**Task directions**
Copy word for word the lines starting at the one that contains "the green glow" and ending after the one that contains "<point>357,111</point>".
— START Exercise materials —
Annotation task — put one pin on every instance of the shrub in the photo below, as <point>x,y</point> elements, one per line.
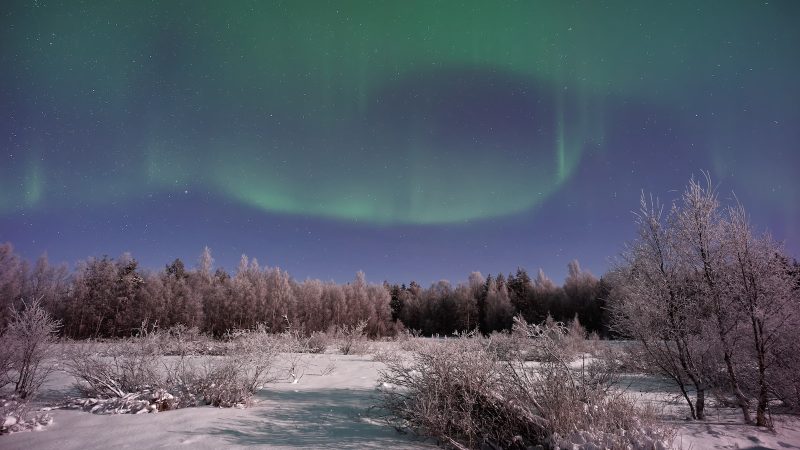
<point>26,345</point>
<point>126,375</point>
<point>351,339</point>
<point>465,396</point>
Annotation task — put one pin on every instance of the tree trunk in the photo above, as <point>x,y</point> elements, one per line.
<point>700,404</point>
<point>761,411</point>
<point>741,399</point>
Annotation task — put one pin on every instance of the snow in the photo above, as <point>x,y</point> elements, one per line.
<point>332,409</point>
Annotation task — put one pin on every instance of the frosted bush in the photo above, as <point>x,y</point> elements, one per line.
<point>463,394</point>
<point>15,416</point>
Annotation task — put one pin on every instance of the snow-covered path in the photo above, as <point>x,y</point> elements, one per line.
<point>320,411</point>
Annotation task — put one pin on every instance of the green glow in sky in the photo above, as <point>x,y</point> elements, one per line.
<point>343,110</point>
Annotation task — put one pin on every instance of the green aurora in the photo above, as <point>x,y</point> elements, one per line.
<point>357,111</point>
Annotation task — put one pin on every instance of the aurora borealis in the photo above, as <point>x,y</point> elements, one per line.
<point>411,139</point>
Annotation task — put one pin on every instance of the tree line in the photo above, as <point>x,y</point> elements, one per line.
<point>115,297</point>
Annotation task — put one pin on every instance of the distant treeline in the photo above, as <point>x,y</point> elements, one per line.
<point>107,297</point>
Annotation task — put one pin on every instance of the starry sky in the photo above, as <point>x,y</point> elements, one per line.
<point>409,139</point>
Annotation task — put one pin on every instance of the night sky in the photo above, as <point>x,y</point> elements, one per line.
<point>409,139</point>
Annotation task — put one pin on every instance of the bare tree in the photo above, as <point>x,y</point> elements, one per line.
<point>763,290</point>
<point>654,306</point>
<point>29,341</point>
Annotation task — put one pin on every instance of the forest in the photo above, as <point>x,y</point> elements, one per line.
<point>114,297</point>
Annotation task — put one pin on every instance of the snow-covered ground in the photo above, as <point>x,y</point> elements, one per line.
<point>330,407</point>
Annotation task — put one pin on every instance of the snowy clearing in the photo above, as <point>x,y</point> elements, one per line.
<point>330,406</point>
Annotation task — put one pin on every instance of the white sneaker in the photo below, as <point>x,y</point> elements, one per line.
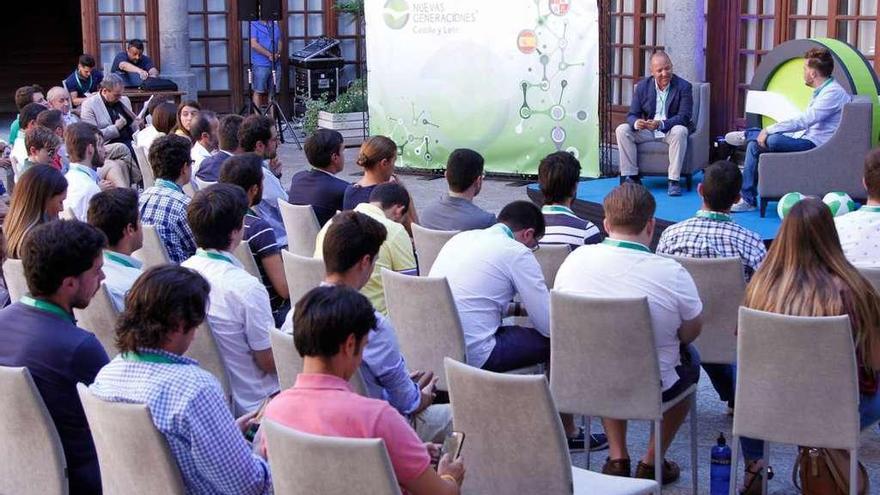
<point>735,138</point>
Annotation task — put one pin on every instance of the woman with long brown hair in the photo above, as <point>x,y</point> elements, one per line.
<point>806,274</point>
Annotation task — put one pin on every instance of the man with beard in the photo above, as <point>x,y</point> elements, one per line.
<point>63,267</point>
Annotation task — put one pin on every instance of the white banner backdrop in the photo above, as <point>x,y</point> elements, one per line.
<point>512,79</point>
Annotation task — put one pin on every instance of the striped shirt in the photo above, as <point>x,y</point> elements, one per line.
<point>562,226</point>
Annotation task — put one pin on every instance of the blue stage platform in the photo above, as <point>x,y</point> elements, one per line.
<point>669,210</point>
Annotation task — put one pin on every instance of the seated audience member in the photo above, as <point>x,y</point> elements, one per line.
<point>258,135</point>
<point>24,95</point>
<point>84,81</point>
<point>318,186</point>
<point>606,270</point>
<point>62,265</point>
<point>209,171</point>
<point>806,274</point>
<point>351,248</point>
<point>712,233</point>
<point>239,314</point>
<point>558,176</point>
<point>85,146</point>
<point>330,333</point>
<point>164,205</point>
<point>39,197</point>
<point>186,403</point>
<point>859,231</point>
<point>246,171</point>
<point>115,213</point>
<point>818,123</point>
<point>132,65</point>
<point>456,210</point>
<point>204,134</point>
<point>164,118</point>
<point>388,205</point>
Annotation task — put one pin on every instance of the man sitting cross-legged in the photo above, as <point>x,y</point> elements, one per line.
<point>623,266</point>
<point>332,331</point>
<point>350,250</point>
<point>186,403</point>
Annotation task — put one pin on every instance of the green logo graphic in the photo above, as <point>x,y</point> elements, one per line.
<point>396,13</point>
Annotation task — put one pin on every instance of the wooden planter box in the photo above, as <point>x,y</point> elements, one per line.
<point>353,126</point>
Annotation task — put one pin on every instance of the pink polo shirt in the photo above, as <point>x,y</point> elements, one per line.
<point>325,405</point>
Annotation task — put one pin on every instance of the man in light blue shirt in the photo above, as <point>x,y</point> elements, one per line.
<point>812,128</point>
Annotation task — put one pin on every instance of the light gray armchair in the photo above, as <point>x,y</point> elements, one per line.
<point>834,166</point>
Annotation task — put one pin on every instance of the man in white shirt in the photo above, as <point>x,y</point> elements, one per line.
<point>86,149</point>
<point>623,266</point>
<point>115,213</point>
<point>239,313</point>
<point>859,231</point>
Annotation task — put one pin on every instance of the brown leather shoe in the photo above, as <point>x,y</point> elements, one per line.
<point>617,467</point>
<point>671,472</point>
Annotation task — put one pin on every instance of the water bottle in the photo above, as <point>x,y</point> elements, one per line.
<point>719,471</point>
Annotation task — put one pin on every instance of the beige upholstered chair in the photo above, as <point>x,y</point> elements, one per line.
<point>302,227</point>
<point>16,284</point>
<point>289,363</point>
<point>246,258</point>
<point>153,252</point>
<point>550,258</point>
<point>515,442</point>
<point>425,321</point>
<point>306,463</point>
<point>428,244</point>
<point>721,285</point>
<point>603,362</point>
<point>796,383</point>
<point>133,455</point>
<point>303,273</point>
<point>99,317</point>
<point>31,457</point>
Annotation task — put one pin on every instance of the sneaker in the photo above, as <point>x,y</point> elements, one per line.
<point>735,138</point>
<point>742,206</point>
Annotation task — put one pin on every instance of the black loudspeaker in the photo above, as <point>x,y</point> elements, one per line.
<point>252,10</point>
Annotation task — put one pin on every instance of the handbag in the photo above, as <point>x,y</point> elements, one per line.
<point>826,472</point>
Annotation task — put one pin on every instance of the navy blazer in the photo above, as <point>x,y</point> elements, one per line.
<point>679,104</point>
— END Exercise materials —
**Expected output**
Annotation task — put one pin on every instance of the green glow in sky in the photo above, as <point>x,y</point> elements, one per line.
<point>343,110</point>
Annotation task — put one pin on every instance of the green aurora in the photo above, as <point>x,y</point> elements, one per line.
<point>357,111</point>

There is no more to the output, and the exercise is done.